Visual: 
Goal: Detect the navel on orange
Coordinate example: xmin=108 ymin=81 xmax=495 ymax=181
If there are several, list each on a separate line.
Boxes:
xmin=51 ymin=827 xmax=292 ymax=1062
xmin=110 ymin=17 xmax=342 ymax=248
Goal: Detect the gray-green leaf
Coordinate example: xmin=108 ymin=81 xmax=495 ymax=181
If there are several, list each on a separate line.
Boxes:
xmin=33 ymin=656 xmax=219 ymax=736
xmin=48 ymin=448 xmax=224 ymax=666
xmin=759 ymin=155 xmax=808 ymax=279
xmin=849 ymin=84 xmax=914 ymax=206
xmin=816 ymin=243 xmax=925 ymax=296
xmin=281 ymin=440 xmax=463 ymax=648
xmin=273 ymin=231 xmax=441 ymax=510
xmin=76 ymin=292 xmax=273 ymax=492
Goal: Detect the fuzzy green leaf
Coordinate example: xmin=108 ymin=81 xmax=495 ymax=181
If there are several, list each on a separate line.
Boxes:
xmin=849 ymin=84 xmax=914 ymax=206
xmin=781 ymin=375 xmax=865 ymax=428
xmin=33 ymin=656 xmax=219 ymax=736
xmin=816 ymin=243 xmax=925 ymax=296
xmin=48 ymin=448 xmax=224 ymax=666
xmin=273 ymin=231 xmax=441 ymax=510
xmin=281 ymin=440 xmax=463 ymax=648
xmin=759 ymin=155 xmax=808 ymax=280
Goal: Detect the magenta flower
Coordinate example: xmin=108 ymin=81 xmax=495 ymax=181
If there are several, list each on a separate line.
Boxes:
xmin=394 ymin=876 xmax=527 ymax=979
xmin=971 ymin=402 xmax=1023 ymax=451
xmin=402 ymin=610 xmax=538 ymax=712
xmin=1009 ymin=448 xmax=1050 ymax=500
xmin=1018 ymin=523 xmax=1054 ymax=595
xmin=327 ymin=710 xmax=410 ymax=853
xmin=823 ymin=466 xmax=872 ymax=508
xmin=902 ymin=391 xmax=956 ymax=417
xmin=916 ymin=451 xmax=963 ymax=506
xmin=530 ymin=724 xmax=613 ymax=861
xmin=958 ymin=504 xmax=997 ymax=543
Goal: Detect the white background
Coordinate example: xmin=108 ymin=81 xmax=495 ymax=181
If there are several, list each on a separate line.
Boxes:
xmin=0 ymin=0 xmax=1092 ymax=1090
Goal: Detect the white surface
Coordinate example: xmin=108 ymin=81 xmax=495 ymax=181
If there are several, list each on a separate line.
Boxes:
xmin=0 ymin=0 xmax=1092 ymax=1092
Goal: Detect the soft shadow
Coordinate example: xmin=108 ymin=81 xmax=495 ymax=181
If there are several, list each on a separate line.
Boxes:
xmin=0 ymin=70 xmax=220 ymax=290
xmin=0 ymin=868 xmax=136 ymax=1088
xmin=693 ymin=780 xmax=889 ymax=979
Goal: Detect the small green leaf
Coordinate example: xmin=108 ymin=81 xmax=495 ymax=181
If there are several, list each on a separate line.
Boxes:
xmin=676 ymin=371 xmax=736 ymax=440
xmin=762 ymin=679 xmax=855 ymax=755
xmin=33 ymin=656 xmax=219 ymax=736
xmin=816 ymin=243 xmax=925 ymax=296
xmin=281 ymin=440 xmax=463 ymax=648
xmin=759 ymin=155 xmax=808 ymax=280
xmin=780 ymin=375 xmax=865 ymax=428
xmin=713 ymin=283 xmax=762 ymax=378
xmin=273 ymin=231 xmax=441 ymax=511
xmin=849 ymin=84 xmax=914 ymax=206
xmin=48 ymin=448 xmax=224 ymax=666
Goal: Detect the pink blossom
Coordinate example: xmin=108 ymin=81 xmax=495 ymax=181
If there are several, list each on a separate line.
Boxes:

→ WORK TO BE COMPLETED:
Copy the rows above again, switching every "Detect" to "Locate" and leaving everything else as it is.

→ WRITTEN ANSWER:
Visual: 
Goal: Locate the navel on orange
Coordinate example: xmin=108 ymin=81 xmax=495 ymax=181
If there are several, list each on a separate line.
Boxes:
xmin=51 ymin=827 xmax=292 ymax=1062
xmin=110 ymin=17 xmax=342 ymax=248
Goal: Locate the gray-green leaf
Coordinate example: xmin=108 ymin=81 xmax=495 ymax=181
If there are several, list each on a separate line.
Boxes:
xmin=33 ymin=656 xmax=219 ymax=736
xmin=48 ymin=448 xmax=224 ymax=666
xmin=759 ymin=155 xmax=808 ymax=279
xmin=849 ymin=84 xmax=914 ymax=206
xmin=816 ymin=243 xmax=925 ymax=296
xmin=281 ymin=440 xmax=463 ymax=648
xmin=273 ymin=231 xmax=441 ymax=510
xmin=76 ymin=292 xmax=273 ymax=492
Goal: Locate the fuzzy green leaf
Coordinate example: xmin=108 ymin=81 xmax=495 ymax=181
If there are several, list each on a separate line.
Boxes:
xmin=849 ymin=84 xmax=914 ymax=206
xmin=781 ymin=375 xmax=865 ymax=428
xmin=33 ymin=656 xmax=219 ymax=736
xmin=816 ymin=243 xmax=925 ymax=296
xmin=48 ymin=448 xmax=224 ymax=666
xmin=273 ymin=231 xmax=441 ymax=510
xmin=281 ymin=440 xmax=463 ymax=648
xmin=759 ymin=155 xmax=808 ymax=280
Goal: Locate the magenta flower
Coordinate example: xmin=108 ymin=81 xmax=495 ymax=181
If there are several, list each on a separate line.
Boxes:
xmin=394 ymin=876 xmax=527 ymax=979
xmin=971 ymin=402 xmax=1023 ymax=451
xmin=402 ymin=610 xmax=538 ymax=712
xmin=1009 ymin=448 xmax=1050 ymax=500
xmin=1018 ymin=523 xmax=1054 ymax=595
xmin=327 ymin=710 xmax=410 ymax=853
xmin=823 ymin=466 xmax=872 ymax=508
xmin=902 ymin=391 xmax=956 ymax=417
xmin=916 ymin=451 xmax=963 ymax=506
xmin=530 ymin=724 xmax=613 ymax=861
xmin=958 ymin=504 xmax=997 ymax=543
Goal: Locate the white background
Coordinate example: xmin=108 ymin=81 xmax=495 ymax=181
If there are several, list each on a separate line.
Boxes:
xmin=0 ymin=0 xmax=1092 ymax=1090
Goal: Locate the white surface
Coordinate example: xmin=108 ymin=81 xmax=495 ymax=181
If there are several, list each on a separate line.
Boxes:
xmin=0 ymin=0 xmax=1092 ymax=1092
Goal: Locate the soft shadow
Coordinate example: xmin=108 ymin=81 xmax=495 ymax=181
If there are several, list each on a separate line.
Boxes:
xmin=0 ymin=70 xmax=220 ymax=290
xmin=0 ymin=868 xmax=136 ymax=1088
xmin=693 ymin=780 xmax=889 ymax=979
Goal: Locate the small green leaf
Coordinate example: xmin=108 ymin=81 xmax=495 ymax=181
If there are several, list each on a separate line.
Boxes:
xmin=676 ymin=371 xmax=736 ymax=440
xmin=762 ymin=679 xmax=855 ymax=755
xmin=33 ymin=656 xmax=219 ymax=736
xmin=816 ymin=243 xmax=925 ymax=296
xmin=281 ymin=440 xmax=463 ymax=648
xmin=759 ymin=155 xmax=808 ymax=280
xmin=780 ymin=375 xmax=865 ymax=428
xmin=713 ymin=283 xmax=762 ymax=378
xmin=273 ymin=231 xmax=441 ymax=511
xmin=849 ymin=84 xmax=914 ymax=206
xmin=48 ymin=448 xmax=224 ymax=666
Goal: Locate the pink blossom
Coordinate example: xmin=108 ymin=81 xmax=495 ymax=181
If there are several, list each on a separate line.
Boxes:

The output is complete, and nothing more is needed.